EXERCISE REQUIREMENTS
Can you transcribe the data exactly? Leave the pictures out.
/---
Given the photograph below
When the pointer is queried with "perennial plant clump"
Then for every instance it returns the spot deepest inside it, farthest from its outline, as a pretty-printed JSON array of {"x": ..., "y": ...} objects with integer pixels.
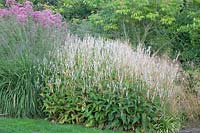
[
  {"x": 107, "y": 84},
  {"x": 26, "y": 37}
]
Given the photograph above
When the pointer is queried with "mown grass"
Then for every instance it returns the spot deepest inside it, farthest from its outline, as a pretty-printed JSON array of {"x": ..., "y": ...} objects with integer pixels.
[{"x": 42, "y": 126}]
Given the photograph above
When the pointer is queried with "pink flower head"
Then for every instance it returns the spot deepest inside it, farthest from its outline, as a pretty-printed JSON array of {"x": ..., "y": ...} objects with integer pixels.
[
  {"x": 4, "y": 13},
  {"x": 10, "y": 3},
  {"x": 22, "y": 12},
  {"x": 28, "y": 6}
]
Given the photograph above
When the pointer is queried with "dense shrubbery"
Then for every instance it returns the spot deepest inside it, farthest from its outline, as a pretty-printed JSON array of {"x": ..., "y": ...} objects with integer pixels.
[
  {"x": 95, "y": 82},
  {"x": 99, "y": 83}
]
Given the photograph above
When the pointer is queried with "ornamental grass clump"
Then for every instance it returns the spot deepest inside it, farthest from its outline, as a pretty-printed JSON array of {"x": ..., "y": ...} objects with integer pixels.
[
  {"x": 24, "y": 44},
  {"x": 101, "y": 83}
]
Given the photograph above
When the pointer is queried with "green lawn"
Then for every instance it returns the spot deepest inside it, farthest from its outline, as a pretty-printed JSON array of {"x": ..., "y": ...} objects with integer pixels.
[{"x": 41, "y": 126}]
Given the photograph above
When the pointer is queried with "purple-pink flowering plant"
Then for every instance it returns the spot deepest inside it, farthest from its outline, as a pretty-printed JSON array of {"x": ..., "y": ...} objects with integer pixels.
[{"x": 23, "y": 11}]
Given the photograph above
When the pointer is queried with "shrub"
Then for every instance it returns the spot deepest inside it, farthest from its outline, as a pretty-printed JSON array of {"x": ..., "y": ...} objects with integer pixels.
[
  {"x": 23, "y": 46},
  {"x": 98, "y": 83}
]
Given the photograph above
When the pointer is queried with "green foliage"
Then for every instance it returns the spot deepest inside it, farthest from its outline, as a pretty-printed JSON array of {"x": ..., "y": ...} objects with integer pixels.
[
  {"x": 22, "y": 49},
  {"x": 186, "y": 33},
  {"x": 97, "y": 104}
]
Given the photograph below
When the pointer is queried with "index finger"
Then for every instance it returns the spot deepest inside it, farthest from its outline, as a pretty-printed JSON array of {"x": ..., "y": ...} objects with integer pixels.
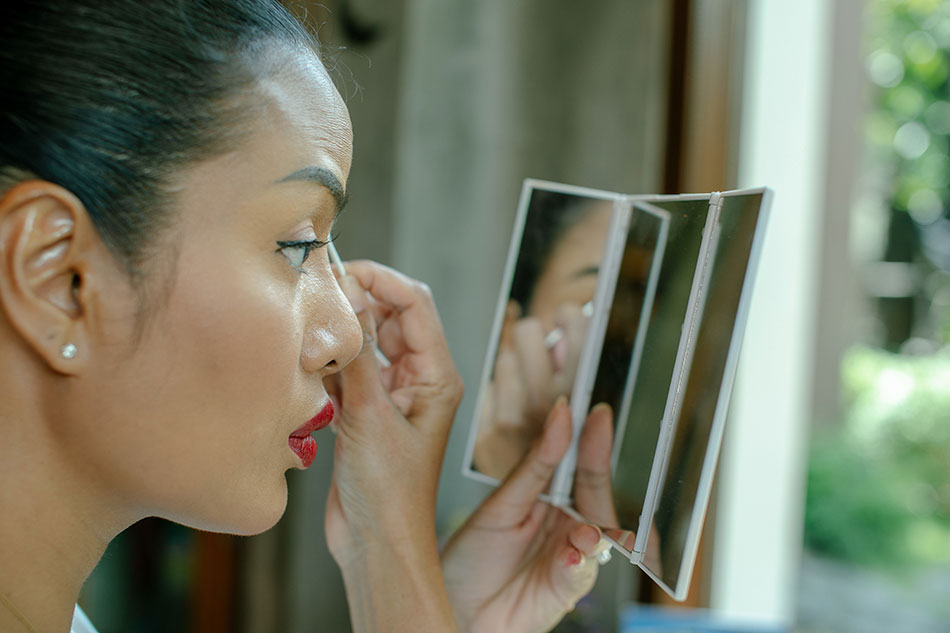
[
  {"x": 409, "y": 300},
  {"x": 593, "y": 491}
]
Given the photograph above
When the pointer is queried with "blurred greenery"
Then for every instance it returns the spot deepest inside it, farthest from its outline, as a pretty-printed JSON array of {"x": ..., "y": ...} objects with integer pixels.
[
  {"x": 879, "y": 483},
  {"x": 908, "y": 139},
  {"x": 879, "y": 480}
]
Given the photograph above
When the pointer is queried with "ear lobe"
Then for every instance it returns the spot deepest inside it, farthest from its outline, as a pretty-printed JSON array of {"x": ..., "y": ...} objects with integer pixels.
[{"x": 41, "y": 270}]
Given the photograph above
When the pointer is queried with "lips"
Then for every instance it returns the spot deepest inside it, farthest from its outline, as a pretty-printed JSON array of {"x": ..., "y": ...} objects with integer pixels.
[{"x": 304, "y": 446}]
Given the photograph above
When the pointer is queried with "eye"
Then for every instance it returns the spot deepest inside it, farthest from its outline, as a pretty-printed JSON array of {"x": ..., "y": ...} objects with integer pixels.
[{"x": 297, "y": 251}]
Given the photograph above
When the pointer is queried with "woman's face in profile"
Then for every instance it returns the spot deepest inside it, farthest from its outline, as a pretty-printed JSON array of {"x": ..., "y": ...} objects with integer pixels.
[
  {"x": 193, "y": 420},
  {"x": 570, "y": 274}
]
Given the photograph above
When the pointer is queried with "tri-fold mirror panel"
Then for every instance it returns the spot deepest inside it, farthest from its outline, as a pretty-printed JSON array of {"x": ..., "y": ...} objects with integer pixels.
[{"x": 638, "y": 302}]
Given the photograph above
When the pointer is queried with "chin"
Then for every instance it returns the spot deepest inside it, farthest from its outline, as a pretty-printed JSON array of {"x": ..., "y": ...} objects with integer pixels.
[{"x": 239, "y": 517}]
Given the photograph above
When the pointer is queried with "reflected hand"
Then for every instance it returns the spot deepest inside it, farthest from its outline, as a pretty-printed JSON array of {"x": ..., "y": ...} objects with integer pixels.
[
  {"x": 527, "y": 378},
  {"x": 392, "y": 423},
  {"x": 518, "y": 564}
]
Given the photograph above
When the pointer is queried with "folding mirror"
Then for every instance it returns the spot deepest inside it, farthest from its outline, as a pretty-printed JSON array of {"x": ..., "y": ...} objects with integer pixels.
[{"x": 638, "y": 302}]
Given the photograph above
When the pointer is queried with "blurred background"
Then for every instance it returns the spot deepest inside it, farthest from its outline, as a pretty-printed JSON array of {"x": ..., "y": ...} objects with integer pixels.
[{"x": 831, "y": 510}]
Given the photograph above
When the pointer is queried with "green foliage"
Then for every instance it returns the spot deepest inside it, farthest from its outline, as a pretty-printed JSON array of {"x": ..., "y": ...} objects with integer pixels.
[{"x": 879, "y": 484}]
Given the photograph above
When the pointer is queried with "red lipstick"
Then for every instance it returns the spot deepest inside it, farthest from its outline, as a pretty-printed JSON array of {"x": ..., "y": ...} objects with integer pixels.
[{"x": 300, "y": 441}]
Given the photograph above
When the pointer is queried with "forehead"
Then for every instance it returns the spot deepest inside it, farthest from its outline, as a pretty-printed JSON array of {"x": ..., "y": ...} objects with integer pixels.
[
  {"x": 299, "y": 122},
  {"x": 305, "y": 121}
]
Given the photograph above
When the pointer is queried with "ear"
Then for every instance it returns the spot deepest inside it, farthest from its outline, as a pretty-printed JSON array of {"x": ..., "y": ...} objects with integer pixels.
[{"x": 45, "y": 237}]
\---
ANSWER TO THE PROBLEM
Given the photograph below
When the pointer is queried with "perennial plant clump"
Then for every instance it returns the spot deepest inside it, farthest from its outline, as a pretty-printed JSON array of {"x": ..., "y": ...} objects with integer pixels.
[
  {"x": 107, "y": 84},
  {"x": 26, "y": 37}
]
Given the photograph above
When the pointer is queried with "mown grass"
Then for every instance it returns the spot deepest inside it, farthest from its outline, as a pretty-printed JSON array of {"x": ..., "y": ...} objects with integer pixels.
[{"x": 42, "y": 126}]
Given the photograph above
When the pointer is queried with "pink flower head"
Then for every instance it returns the spot deepest inside it, farthest from its outline, as a pretty-printed JSON array of {"x": ..., "y": ...} objects with integer pixels.
[
  {"x": 4, "y": 13},
  {"x": 10, "y": 3},
  {"x": 22, "y": 12},
  {"x": 28, "y": 6}
]
Given the photograph above
When the pointer is queried with "dense shrubbery"
Then for every instance it returns the spot deepest inside it, farthest from its outline, as a pretty-printed JSON array of {"x": ..., "y": ...} objects with integer pixels.
[
  {"x": 95, "y": 82},
  {"x": 99, "y": 83}
]
Given the photograph above
When the pointer is queried with "ornamental grass clump"
Then for every instance it returns the spot deepest inside it, farthest from its outline, as a pretty-printed JSON array of {"x": ..., "y": ...} objects with integer pixels.
[
  {"x": 24, "y": 44},
  {"x": 101, "y": 83}
]
Given the photograph above
When the pointer is queried with "green lawn"
Then for every instance it returns the spot deepest inside it, farthest from its outline, as a pretty-printed JSON array of {"x": ..., "y": ...} objects with integer pixels.
[{"x": 41, "y": 126}]
Given the photograph above
When the pointer is queried with "purple-pink flowering plant"
Then for every instance it returns the spot deepest inside it, farthest from its outline, as a pretty-printed JSON array of {"x": ..., "y": ...} objects with integer pixels.
[{"x": 23, "y": 11}]
Given the photograph above
When the pointer is queried with "shrub"
Then for every instance it returns the spot deepest inside it, farthest from its outline, as a pretty-printed JSON array of {"x": ..., "y": ...} objects with integer pixels.
[
  {"x": 23, "y": 46},
  {"x": 98, "y": 83}
]
Given the photograph above
When the pointer is queried with "green foliage"
Then for every instance it returns the spot deepest inside it, farthest from its outline, as a pretty-printed JSON array of {"x": ..., "y": ...} objects with integer pixels.
[
  {"x": 22, "y": 49},
  {"x": 186, "y": 33},
  {"x": 97, "y": 104}
]
Given the photograph below
When the pointer is queried with "index finger"
Then for every instance it returns the spot deepest inside it, farthest from its outline, as a pretty-printed JSON array of {"x": ..., "y": ...} objects with integer pixels.
[
  {"x": 409, "y": 300},
  {"x": 593, "y": 491}
]
Given the photograph above
When the pointer is queried with "blurred greenery"
Then for every instance it returns the spot deepest inside it, farthest from its outline, as a pretty-printed JSON array of {"x": ..., "y": ...} objects with integer pixels.
[
  {"x": 879, "y": 483},
  {"x": 908, "y": 139},
  {"x": 879, "y": 480}
]
Given the photograph above
When the pointer is queried with "ear lobe"
Then for every instance it returns the spot deepest inside it, farthest from its outline, as a pretty-printed JSON array of {"x": ..., "y": ...} objects with integer pixels.
[{"x": 41, "y": 270}]
Given the photograph above
When the pointer is queried with "lips"
Then for every instance it returns the spot deepest inside it, farthest from its outline, as a pretty-printed JSON array of {"x": ..., "y": ...} objects with integer pixels.
[{"x": 304, "y": 446}]
Given the photograph above
When the pointer is queried with "eye"
Then for every instance it returns the spot deepest inside it, farthest from its outline, as a pretty-printed JSON array of {"x": ..., "y": ...} objects with integer pixels.
[{"x": 297, "y": 251}]
Given the photograph above
When the pointer is queried with "woman's face in profile"
Then for every instance it returns the spot deepest inside it, farthest from its outline, as a pretty-printed JSON array of {"x": ..., "y": ...} objects with integer pixels.
[
  {"x": 193, "y": 420},
  {"x": 570, "y": 274}
]
Given the photograph above
When the pointer is queried with "tri-fold mirror panel"
Then for every instance it returns the spot deepest inside it, farthest from its outline, as a pretty-printed JSON array of {"x": ..., "y": ...} objects with integer pixels.
[{"x": 638, "y": 302}]
Given the photograph above
When the pointer is queried with "chin"
Then for every instance it returns the spot deepest inside it, farthest from its outline, as a pretty-printed JSON array of {"x": ..., "y": ...} objects with integer pixels.
[{"x": 239, "y": 517}]
Given the photograph above
When the pointer is queried with "reflected hand"
Then for every instance it returns the spot deepest inside it, farthest from its outline, as a pretty-printed JSON array of {"x": ..., "y": ...} objects with integer pixels.
[
  {"x": 527, "y": 378},
  {"x": 392, "y": 423},
  {"x": 518, "y": 564}
]
Given the photograph above
When the pointer is queried with "folding mirror"
Then for every instance it returns the spot deepest inside it, farthest from its outline, as a pretty-printed JSON array of {"x": ..., "y": ...} objects with integer pixels.
[{"x": 638, "y": 302}]
Given the photograph above
When the pointer is queried with "blurred background"
Then for every instance it returns the spot deepest inside it, farthest from its outline, as a pretty-printed JSON array of {"x": ..., "y": ...} objects with integer pixels.
[{"x": 831, "y": 510}]
Given the photograph above
When the pointer is queried with "green foliage"
Then for every instance it returns the spot deepest inside it, farthest from its outline, as a pretty-printed JSON array of {"x": ..., "y": ...} objects with integer pixels.
[{"x": 879, "y": 484}]
Given the photograph above
When the pointer is queried with "red lipstick"
Then for every instance it returns the spot deepest inside it, farthest from its outline, as a pretty-printed JSON array of {"x": ..., "y": ...} objects with integer pixels.
[{"x": 300, "y": 441}]
Given the photograph above
When the pointer is queried with "forehead"
Then for every instance it returns the spot deepest inside it, farthest from its outline, as a pretty-printed JSON array of {"x": ..., "y": ...} objects with integer pixels.
[
  {"x": 299, "y": 122},
  {"x": 305, "y": 121}
]
Given the photograph above
When the pointer is queried with "ear"
Then for every instance it returns the spot deepest inside it, farthest from its outline, as a pretty-printed JSON array of {"x": ..., "y": ...} objects with integer pixels.
[{"x": 45, "y": 237}]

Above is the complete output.